How can the stages of bearing failure in a plain bearing (not ball bearing) be detected on a turbocharger installed on a medium-speed engine burning heavy fuel oil? How can one detect the bearing failure using vibration analysis?
The basic operation of a turbocharger encompasses a turbine and a compressor on a common shaft. The turbine is driven by exhaust gas, which in turn drives the compressor that injects compressed air into the engine. This shaft can rotate up to 170,000 RPM.
The compressed air leaving the turbocharger can reach temperatures up to 200°C. This hot air is cooled by either an intercooler or aftercooler using water or air. This allows more air to be injected into the engine because cool air is more dense than hot air.
The bearings are generally lubricated by the engine oil, which is pumped through the turbocharger journal bearings and acts as both a lubricant and a coolant.
The journal bearings are a free-floating rotational type that floats on a six- to nine-micron film of oil. A free-floating bearing revolves around both bearing and shaft, and bearing and bearing housing. These bearing clearances are tight, and dirty oil can cause serious damage.
Damaged blade caused by contamination from dirt or other particles entering the turbine or compressor housing.
Low power or boost caused by a gas leak or blocked cooler restricting air injection.

**Instructions:**
[A] Extract the stretch of the turbocharger thread from "The compressed air" through "and a coolant.".
[B] Decide whether each statement agrees with the turbocharger thread. Answer yes or no and quote the deciding words. (i) The turbocharger shaft can turn at up to 170,000 RPM. (ii) The hot compressed air is cooled only with water. (iii) The journal bearings float on an oil film six to nine microns thick.
[C] Continue the turbocharger thread from its last sentence.

**Extracted information:**
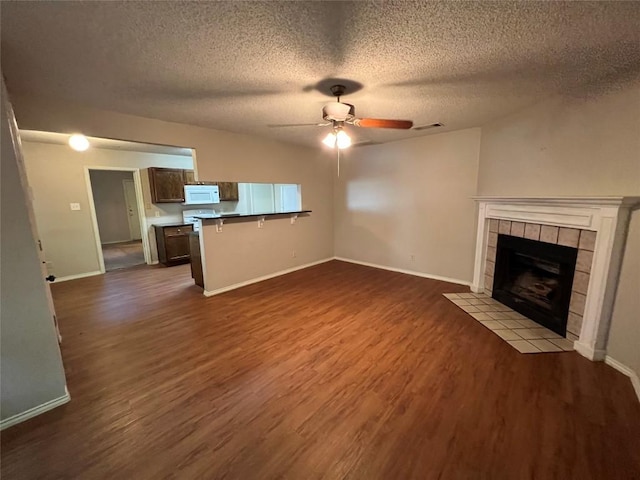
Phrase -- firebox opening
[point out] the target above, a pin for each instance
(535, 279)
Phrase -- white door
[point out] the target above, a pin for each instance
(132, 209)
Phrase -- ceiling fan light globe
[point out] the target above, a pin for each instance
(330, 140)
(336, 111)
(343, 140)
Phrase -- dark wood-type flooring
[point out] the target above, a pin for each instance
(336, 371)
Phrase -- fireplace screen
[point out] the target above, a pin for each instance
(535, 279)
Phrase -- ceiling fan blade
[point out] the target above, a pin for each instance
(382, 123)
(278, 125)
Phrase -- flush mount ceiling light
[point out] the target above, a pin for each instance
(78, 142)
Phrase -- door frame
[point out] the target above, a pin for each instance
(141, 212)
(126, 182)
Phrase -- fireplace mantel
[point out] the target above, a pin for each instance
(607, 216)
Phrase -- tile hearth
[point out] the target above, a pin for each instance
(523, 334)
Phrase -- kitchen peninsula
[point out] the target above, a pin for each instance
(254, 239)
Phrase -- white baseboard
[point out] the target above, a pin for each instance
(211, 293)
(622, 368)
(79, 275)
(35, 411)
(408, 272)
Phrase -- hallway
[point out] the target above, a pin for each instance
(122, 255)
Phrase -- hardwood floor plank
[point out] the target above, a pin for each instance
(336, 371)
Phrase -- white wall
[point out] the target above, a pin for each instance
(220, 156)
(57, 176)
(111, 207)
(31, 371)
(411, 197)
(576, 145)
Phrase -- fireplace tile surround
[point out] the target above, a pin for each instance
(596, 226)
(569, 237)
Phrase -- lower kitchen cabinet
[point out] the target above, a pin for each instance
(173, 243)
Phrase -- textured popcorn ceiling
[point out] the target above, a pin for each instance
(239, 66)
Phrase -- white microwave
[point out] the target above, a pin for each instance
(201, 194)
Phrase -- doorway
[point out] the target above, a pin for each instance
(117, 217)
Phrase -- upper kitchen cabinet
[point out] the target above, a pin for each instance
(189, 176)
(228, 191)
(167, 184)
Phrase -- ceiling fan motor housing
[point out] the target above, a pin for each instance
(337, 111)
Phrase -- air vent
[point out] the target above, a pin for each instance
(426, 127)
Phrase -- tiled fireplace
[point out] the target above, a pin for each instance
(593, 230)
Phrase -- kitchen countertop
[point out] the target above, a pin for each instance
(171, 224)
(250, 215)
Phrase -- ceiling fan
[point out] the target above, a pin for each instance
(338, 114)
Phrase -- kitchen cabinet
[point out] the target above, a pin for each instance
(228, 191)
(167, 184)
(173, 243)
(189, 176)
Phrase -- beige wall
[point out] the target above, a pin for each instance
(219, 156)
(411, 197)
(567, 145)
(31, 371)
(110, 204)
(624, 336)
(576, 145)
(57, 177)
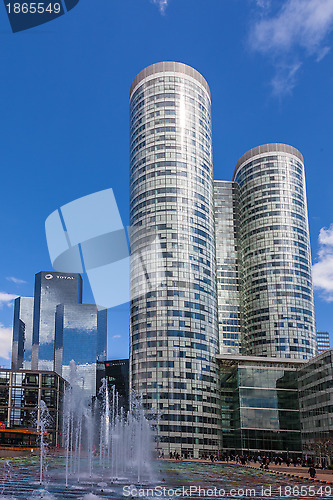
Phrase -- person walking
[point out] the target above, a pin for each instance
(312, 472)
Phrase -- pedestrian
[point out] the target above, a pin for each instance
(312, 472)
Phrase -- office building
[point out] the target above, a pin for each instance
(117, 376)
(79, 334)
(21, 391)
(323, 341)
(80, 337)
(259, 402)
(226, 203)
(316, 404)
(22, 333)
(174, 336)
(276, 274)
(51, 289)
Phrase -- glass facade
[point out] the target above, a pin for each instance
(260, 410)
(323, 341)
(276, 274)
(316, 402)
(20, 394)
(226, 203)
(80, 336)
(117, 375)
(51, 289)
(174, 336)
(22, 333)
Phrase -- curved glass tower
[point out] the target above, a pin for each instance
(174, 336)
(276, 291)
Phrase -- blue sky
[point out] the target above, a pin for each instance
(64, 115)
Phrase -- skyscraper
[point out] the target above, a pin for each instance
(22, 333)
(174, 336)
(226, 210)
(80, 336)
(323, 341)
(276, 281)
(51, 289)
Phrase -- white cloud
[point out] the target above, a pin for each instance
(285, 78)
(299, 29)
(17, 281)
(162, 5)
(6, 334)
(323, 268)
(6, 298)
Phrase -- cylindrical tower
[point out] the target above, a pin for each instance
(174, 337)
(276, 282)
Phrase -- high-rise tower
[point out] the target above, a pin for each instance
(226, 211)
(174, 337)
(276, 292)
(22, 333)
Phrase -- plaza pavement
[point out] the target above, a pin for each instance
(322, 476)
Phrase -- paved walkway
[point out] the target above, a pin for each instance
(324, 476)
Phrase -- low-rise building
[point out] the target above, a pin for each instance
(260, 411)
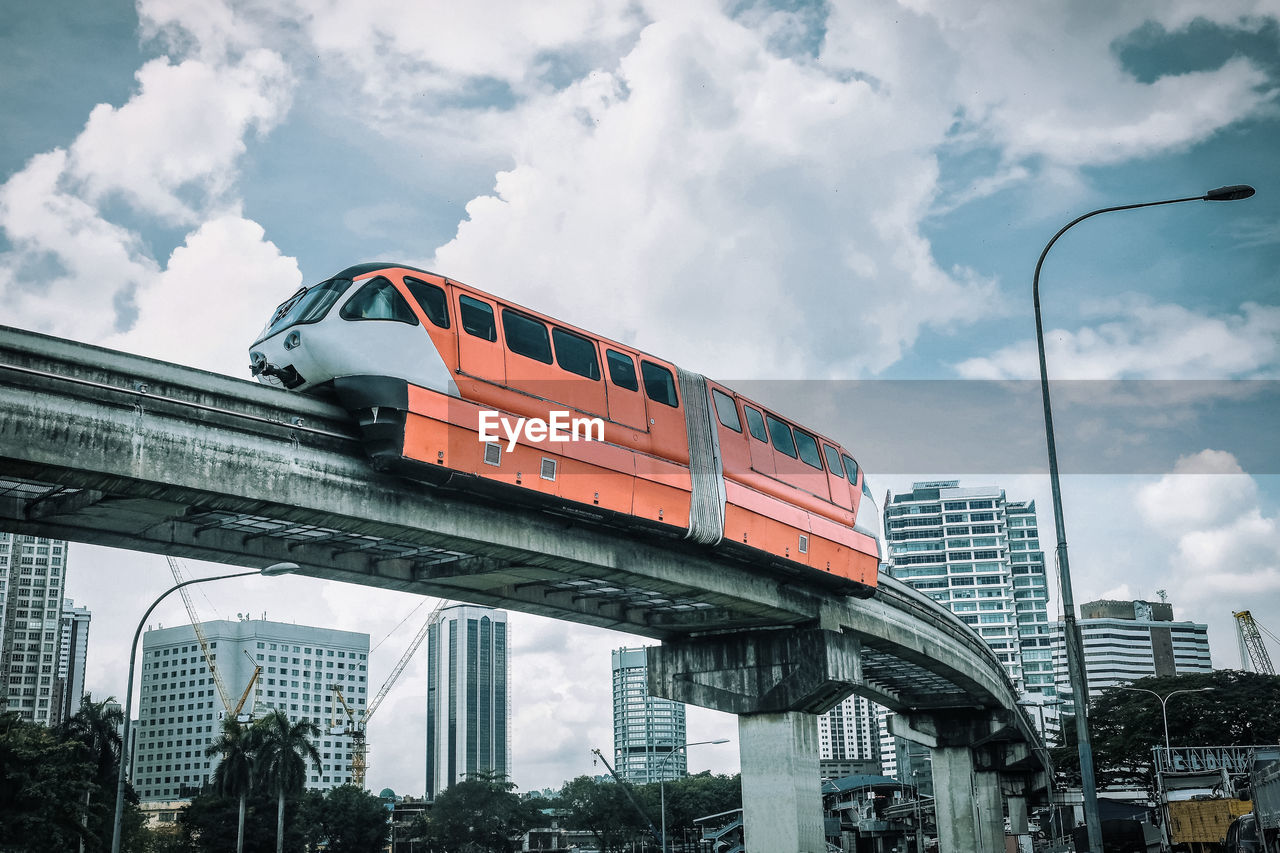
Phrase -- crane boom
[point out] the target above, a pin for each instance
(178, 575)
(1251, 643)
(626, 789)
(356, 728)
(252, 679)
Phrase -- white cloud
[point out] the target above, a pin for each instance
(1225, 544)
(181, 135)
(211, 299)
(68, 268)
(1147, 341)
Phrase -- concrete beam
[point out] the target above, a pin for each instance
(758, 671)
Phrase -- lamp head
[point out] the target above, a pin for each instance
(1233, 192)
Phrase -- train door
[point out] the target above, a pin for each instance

**Answers:**
[A]
The compressed air leaving the turbocharger can reach temperatures up to 200°C. This hot air is cooled by either an intercooler or aftercooler using water or air. This allows more air to be injected into the engine because cool air is more dense than hot air.
The bearings are generally lubricated by the engine oil, which is pumped through the turbocharger journal bearings and acts as both a lubricant and a coolant.

[B]
(i) Yes: "This shaft can rotate up to 170,000 RPM."
(ii) No: "This hot air is cooled by either an intercooler or aftercooler using water or air."
(iii) Yes: "floats on a six- to nine-micron film of oil"

[C]
Whistling caused by an air or gas leak.
Sluggish or seized turbocharger resulting from oil breakdown and degradation.
Worn or excessive clearance caused by low oil, contaminated oil, and dirt injection.
The best technique for dealing with turbocharger problems is to prevent them from occurring.
Use the proper synthetic oil recommended by the manufacturer.
Install a quality oil filter and change at recommended intervals.
Frequently sample the oil for contamination and additive depletion.
Repair any air leaks and sources from contamination injection.
Idle the engine for two to three minutes to cool down the turbo bearings before shutting off the engine, and thus the (cooling) oil supply.
Turbochargers have a high infant mortality rate, meaning they often fail early in their functional lives. This is primarily due to dirt and foreign contamination left in the chambers after rebuild or installation. For this reason, cleanliness cannot be over stressed.
Most diagnostics such as vibration analysis or infrared thermography will detect the problem at a stage only when damage is excessive.
Oil analysis is the best method for determining an impending problem before it reaches catastrophic proportions. Damage can result in a short time, and because of the high temperatures and speeds in these machines, proper maintenance - including clean and proper oil, oil analysis, eliminating air leaks and the shutdown procedure (three minutes cooling off before shutdown) - is critical.
Vibration analysis may be beneficial on a new installation or rebuild to check for balancing problems. It will also pick up a damaged blade and bad bearing, but not until the damage reaches the stage where a rebuild is necessary.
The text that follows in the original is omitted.